- [Brief]: When a line in the listing below contains the word "green", return a copy of that line.
--
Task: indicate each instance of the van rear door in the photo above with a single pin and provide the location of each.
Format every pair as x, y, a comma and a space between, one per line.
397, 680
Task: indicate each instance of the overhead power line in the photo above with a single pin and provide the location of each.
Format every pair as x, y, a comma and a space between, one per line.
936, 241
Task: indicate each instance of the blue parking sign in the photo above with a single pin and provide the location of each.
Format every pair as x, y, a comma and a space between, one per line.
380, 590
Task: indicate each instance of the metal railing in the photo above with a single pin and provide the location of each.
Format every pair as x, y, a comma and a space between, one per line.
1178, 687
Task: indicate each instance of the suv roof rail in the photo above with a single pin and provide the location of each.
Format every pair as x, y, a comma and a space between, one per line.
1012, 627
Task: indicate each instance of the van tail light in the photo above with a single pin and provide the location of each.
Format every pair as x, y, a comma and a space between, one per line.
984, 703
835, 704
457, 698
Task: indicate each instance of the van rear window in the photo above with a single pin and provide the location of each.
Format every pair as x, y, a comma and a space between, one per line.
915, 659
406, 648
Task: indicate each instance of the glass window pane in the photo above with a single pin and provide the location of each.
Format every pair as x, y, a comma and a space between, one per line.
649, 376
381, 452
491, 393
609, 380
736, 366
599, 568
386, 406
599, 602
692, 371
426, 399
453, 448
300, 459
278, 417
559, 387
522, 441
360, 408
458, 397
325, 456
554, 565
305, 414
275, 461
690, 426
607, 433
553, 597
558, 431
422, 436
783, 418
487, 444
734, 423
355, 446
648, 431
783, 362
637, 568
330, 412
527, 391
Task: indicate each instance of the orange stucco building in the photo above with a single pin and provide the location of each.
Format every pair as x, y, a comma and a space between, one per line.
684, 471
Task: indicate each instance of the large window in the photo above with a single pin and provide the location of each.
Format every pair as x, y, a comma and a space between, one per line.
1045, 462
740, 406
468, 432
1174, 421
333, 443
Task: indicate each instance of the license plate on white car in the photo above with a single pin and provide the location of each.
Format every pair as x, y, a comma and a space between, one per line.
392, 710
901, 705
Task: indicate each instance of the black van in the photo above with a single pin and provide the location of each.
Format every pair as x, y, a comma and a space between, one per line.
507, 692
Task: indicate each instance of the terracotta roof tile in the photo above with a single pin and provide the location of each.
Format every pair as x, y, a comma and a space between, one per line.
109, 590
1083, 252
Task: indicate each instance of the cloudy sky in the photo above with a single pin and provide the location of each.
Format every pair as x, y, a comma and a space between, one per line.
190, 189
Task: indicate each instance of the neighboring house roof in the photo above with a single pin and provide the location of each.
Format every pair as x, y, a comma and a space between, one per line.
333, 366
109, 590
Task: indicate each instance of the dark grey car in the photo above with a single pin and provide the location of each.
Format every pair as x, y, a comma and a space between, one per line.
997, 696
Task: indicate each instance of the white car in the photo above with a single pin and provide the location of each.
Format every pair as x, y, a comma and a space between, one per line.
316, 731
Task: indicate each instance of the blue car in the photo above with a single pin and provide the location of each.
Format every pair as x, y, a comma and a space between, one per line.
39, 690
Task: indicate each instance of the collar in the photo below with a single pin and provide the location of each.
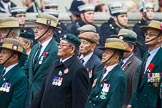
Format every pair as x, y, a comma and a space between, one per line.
9, 68
44, 45
86, 58
127, 58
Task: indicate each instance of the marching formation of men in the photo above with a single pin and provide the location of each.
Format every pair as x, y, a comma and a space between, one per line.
80, 65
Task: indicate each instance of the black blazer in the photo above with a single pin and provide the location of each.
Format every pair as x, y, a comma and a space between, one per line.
72, 92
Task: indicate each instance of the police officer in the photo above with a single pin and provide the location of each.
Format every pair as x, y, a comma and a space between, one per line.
147, 13
146, 94
109, 88
67, 84
92, 62
115, 23
131, 63
86, 17
13, 81
42, 54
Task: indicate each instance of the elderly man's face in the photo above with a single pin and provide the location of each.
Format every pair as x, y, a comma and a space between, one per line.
4, 55
122, 19
86, 47
65, 49
107, 54
3, 34
88, 17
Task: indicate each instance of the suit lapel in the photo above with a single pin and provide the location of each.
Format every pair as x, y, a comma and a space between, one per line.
100, 82
128, 63
155, 62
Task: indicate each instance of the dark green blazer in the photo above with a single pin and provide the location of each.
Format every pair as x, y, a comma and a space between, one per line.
147, 94
18, 84
111, 96
38, 72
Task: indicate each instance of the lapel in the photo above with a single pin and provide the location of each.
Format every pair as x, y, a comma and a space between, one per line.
98, 87
155, 62
128, 63
47, 49
8, 75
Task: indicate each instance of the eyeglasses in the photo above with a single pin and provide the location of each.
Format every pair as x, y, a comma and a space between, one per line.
151, 34
64, 45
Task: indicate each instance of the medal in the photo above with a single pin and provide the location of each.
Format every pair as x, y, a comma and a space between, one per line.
66, 71
94, 82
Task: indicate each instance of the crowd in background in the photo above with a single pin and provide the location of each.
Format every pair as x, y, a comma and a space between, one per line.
79, 64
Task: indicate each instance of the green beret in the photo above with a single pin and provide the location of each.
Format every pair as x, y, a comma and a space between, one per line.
71, 39
27, 35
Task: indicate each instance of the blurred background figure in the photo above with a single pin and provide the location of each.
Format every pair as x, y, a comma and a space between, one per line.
118, 20
32, 6
159, 6
6, 5
131, 5
101, 8
147, 14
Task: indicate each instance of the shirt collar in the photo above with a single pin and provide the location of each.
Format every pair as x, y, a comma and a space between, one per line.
9, 68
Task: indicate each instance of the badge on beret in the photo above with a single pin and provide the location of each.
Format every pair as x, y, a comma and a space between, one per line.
48, 22
15, 47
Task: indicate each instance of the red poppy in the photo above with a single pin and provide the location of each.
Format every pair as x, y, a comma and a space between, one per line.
45, 54
151, 66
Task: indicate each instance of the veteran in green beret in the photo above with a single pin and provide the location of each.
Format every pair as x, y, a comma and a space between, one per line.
88, 58
147, 92
42, 54
13, 81
9, 28
109, 88
67, 84
130, 62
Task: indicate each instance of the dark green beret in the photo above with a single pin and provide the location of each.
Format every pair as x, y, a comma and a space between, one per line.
27, 35
71, 39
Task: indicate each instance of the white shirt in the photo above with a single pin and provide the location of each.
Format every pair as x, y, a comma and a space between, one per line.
9, 68
108, 69
152, 54
6, 5
86, 58
44, 45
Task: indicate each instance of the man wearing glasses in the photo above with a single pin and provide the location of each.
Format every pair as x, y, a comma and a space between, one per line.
42, 54
147, 93
67, 84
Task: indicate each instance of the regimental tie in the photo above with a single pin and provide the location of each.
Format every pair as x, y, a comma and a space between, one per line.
81, 60
144, 65
36, 58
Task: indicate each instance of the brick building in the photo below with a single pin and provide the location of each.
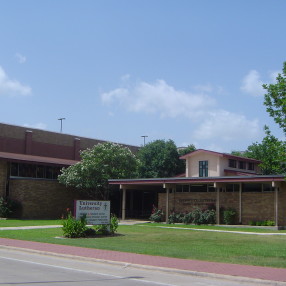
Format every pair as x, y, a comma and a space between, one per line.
211, 178
30, 161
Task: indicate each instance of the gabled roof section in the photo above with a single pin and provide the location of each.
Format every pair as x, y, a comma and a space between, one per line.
36, 159
229, 156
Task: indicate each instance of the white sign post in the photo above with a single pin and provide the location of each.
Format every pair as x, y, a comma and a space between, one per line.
96, 212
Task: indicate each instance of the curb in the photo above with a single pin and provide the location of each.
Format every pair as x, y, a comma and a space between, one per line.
154, 268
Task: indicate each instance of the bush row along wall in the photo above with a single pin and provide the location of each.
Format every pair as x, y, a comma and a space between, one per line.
255, 206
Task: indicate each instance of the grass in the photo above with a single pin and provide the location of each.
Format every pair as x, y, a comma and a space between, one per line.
180, 243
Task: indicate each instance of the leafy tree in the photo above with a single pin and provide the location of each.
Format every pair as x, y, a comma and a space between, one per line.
271, 151
275, 99
159, 159
102, 162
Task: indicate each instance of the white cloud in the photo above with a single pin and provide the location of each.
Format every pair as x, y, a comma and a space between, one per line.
38, 125
209, 125
12, 87
20, 58
273, 75
160, 98
227, 126
252, 84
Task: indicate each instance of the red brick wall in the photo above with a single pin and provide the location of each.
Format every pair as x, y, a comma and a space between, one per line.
42, 199
45, 143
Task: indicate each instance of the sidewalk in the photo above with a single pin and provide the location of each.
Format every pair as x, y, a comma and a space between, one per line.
195, 267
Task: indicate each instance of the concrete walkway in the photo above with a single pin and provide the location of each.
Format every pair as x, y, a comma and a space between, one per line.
194, 267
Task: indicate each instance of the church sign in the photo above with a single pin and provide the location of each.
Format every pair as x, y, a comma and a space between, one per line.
96, 212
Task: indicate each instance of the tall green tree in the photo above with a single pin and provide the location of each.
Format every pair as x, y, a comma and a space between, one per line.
98, 164
271, 151
159, 159
275, 99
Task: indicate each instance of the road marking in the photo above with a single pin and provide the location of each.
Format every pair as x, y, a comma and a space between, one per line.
217, 230
86, 271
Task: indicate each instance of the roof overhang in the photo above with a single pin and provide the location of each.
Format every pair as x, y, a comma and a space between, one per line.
229, 156
199, 180
24, 158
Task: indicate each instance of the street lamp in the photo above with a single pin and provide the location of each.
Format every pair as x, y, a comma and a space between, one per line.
61, 119
144, 136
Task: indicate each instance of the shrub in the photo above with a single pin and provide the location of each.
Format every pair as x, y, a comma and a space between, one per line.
156, 215
270, 223
175, 218
73, 228
188, 218
102, 229
197, 217
209, 217
229, 216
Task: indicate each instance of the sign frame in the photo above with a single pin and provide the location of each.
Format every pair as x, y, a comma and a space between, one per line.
97, 212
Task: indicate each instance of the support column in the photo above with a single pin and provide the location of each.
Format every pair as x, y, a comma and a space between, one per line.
167, 204
123, 204
240, 203
216, 186
276, 215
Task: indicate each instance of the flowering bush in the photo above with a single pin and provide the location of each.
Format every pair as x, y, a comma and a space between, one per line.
156, 215
73, 228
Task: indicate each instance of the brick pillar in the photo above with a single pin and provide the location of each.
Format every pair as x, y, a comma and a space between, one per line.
76, 145
28, 142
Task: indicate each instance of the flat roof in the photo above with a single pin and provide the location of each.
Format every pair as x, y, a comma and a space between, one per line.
24, 158
198, 180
--
- [Expected answer]:
Task: indicate each instance of the dark green blazer in the photo above with a single pin and provide the location of each.
Task: indicate each instance of the green beret in the photo above with a single pin and provide the location of each.
Task: indicate each instance of the veteran in green beret in the photo above with a single pin and provide the location of each.
Task: indicate each instance of the dark green beret in the photo above with a single pin and provide the location of each.
Task: indicate each instance of the tall green tree in the photo above with a single pin and provide the location of each.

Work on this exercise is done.